Brief — Reproduce nothing but the closing run of lines: the line with "the oak leaf" and each line that follows it to the end of the data.
═════ Data to use ═════
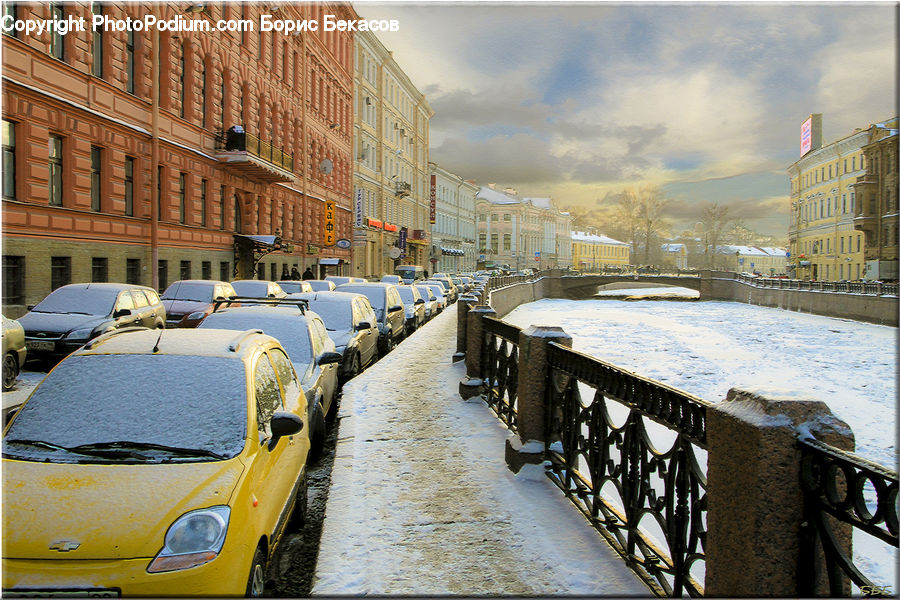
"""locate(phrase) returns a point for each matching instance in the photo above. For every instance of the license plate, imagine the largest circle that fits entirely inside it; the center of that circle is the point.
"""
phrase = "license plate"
(93, 593)
(40, 345)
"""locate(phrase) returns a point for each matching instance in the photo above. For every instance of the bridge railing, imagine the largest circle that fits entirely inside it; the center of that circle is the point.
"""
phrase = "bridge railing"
(637, 458)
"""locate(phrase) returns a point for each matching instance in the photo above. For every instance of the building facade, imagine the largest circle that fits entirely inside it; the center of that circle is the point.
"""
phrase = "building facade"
(391, 175)
(592, 253)
(518, 233)
(453, 231)
(152, 156)
(823, 240)
(876, 206)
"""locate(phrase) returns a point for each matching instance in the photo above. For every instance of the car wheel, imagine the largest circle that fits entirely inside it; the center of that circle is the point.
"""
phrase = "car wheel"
(317, 435)
(301, 505)
(256, 583)
(10, 371)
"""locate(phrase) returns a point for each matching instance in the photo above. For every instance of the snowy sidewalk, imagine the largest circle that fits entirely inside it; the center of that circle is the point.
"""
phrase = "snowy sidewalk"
(422, 503)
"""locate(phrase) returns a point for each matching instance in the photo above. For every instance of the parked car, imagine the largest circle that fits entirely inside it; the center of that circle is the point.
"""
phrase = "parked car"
(413, 305)
(257, 288)
(13, 351)
(432, 307)
(388, 306)
(71, 315)
(188, 301)
(339, 280)
(155, 464)
(312, 352)
(450, 290)
(351, 324)
(321, 285)
(295, 286)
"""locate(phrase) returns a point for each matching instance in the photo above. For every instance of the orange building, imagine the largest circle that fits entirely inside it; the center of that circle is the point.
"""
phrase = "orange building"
(148, 156)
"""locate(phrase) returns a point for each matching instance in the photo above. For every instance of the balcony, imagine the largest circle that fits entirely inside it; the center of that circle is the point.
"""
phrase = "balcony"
(246, 155)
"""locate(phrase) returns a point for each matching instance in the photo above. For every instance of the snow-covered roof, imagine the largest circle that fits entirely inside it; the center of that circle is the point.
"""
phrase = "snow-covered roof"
(495, 197)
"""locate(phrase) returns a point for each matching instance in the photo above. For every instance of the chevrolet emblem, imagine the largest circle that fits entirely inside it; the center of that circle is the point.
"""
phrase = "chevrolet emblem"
(64, 546)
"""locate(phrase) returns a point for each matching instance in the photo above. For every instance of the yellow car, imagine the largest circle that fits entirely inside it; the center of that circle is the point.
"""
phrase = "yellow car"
(155, 463)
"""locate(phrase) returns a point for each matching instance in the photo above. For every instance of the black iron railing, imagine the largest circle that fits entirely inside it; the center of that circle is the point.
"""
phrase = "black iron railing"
(843, 491)
(649, 503)
(500, 364)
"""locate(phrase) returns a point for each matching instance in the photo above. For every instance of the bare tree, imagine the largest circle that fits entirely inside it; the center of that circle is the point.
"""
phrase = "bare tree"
(651, 203)
(714, 219)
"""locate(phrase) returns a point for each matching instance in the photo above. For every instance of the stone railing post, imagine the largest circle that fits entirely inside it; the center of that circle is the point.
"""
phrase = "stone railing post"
(473, 385)
(463, 305)
(754, 498)
(534, 377)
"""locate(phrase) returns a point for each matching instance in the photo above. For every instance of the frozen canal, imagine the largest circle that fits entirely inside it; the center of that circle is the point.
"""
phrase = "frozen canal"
(706, 348)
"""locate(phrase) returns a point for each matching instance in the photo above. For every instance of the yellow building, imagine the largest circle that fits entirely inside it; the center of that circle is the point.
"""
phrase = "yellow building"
(823, 241)
(592, 253)
(391, 183)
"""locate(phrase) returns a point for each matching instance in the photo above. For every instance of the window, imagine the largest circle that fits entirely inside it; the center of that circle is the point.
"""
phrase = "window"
(133, 271)
(129, 186)
(60, 271)
(55, 163)
(162, 270)
(203, 202)
(99, 270)
(182, 209)
(11, 9)
(57, 46)
(13, 279)
(129, 62)
(222, 207)
(9, 159)
(97, 43)
(160, 174)
(96, 177)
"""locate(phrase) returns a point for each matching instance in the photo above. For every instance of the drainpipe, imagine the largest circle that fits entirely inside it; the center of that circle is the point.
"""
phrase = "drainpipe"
(154, 159)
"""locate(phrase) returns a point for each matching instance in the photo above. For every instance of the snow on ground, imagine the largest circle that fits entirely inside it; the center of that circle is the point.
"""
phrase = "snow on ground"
(706, 348)
(422, 503)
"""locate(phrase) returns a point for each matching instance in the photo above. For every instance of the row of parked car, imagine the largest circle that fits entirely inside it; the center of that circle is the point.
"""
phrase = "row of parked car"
(166, 453)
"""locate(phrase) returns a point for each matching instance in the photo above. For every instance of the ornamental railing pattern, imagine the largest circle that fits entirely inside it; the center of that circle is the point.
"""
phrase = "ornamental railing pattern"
(842, 491)
(649, 502)
(500, 364)
(846, 287)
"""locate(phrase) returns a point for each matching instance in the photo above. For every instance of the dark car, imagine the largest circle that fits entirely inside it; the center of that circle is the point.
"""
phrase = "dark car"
(414, 305)
(73, 314)
(351, 324)
(388, 306)
(188, 301)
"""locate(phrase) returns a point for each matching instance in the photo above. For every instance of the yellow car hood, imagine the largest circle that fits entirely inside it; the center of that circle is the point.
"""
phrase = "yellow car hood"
(109, 511)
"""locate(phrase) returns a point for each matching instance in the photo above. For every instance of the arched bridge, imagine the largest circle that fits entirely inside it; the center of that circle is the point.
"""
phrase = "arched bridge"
(586, 286)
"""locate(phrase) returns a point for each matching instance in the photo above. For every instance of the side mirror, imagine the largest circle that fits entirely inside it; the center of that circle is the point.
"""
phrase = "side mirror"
(282, 424)
(329, 358)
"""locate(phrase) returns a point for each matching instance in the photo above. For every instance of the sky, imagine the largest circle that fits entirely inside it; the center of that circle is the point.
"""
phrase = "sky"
(705, 100)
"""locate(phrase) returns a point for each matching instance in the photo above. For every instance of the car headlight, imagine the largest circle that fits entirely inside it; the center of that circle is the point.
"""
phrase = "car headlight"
(195, 538)
(82, 335)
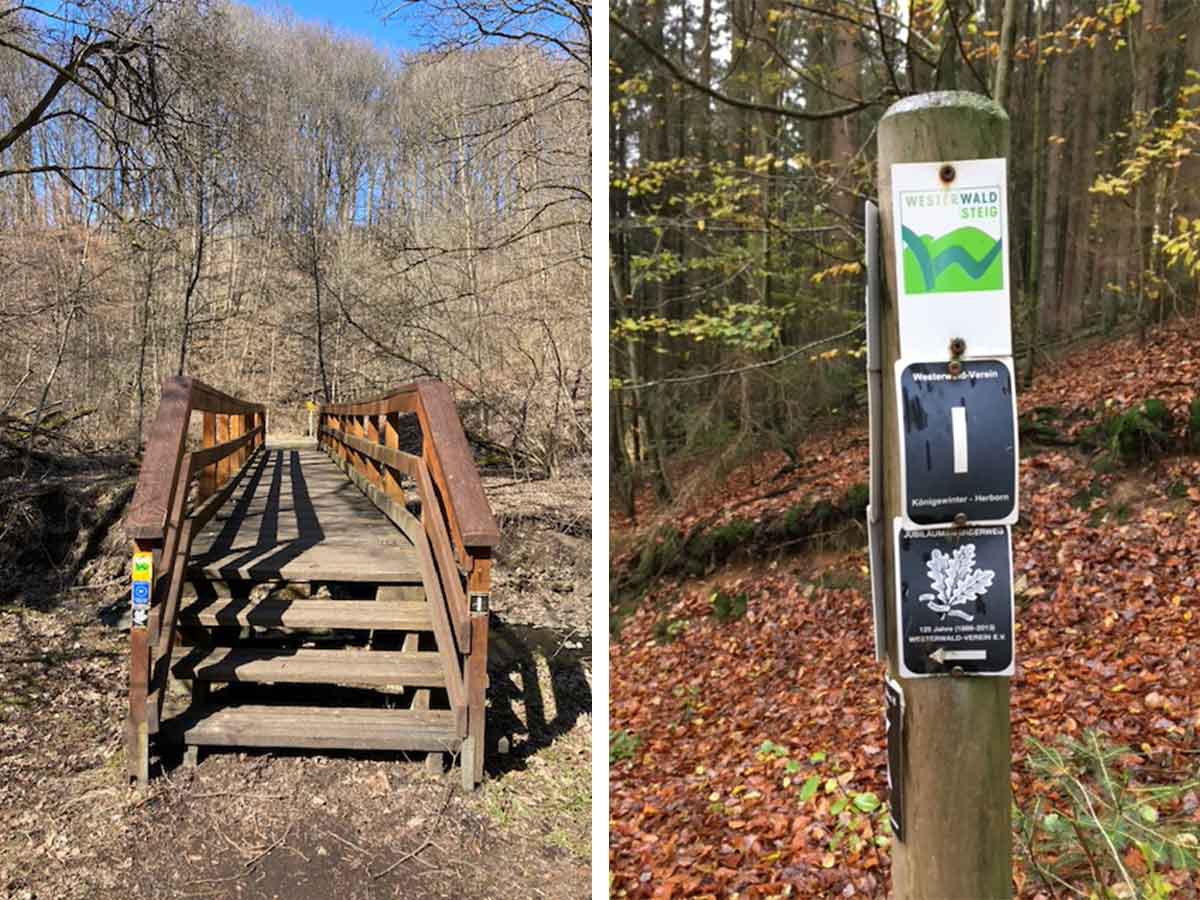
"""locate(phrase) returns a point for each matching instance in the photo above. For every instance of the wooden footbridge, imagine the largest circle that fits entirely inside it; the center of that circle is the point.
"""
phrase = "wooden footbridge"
(330, 595)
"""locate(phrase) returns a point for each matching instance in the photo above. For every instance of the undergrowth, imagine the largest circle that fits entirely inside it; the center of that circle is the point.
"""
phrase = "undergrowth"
(1097, 831)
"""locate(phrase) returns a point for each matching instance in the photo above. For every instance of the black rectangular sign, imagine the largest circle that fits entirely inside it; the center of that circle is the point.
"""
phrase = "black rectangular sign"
(954, 598)
(958, 438)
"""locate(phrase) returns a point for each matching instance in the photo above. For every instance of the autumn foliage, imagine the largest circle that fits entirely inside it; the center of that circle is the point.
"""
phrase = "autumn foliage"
(750, 753)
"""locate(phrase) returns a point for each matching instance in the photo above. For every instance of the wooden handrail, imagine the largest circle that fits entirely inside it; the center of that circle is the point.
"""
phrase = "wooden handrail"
(445, 451)
(455, 534)
(159, 522)
(181, 395)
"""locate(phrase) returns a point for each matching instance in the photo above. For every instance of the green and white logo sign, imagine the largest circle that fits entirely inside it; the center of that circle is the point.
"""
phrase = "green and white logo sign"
(965, 258)
(951, 222)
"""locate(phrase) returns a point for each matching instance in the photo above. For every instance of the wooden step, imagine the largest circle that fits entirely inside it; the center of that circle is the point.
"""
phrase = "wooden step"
(312, 666)
(317, 727)
(304, 559)
(285, 612)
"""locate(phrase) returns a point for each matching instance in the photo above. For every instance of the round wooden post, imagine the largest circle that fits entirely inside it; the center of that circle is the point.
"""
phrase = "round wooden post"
(957, 761)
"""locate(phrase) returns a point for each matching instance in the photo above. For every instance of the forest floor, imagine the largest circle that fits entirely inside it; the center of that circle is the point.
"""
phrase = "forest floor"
(288, 825)
(748, 748)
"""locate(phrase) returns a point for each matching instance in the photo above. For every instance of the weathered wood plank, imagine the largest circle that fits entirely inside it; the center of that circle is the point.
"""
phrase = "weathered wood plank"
(297, 519)
(203, 459)
(313, 666)
(399, 616)
(389, 456)
(319, 729)
(147, 519)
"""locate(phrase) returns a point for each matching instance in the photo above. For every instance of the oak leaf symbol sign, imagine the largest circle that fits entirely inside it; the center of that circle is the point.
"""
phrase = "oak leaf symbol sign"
(955, 581)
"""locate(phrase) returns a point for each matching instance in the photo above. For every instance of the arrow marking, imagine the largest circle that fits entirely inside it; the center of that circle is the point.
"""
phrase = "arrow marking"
═════
The answer —
"""locate(phrase) returns a point for each matching instance in the photo above. For every instance of the oak leaf symbol sign, imagine the largest circle that fits entirely inside it; the center of that circle is the point.
"""
phrase = "oak leaf symbol sign"
(955, 581)
"""locate(phrase) returns a point for each matching instance in the photo above. For every instance of the arrow marking, imagine the largest circle that fits entirely inside it; the center of that circle is the point.
"""
phrase = "arrow marking"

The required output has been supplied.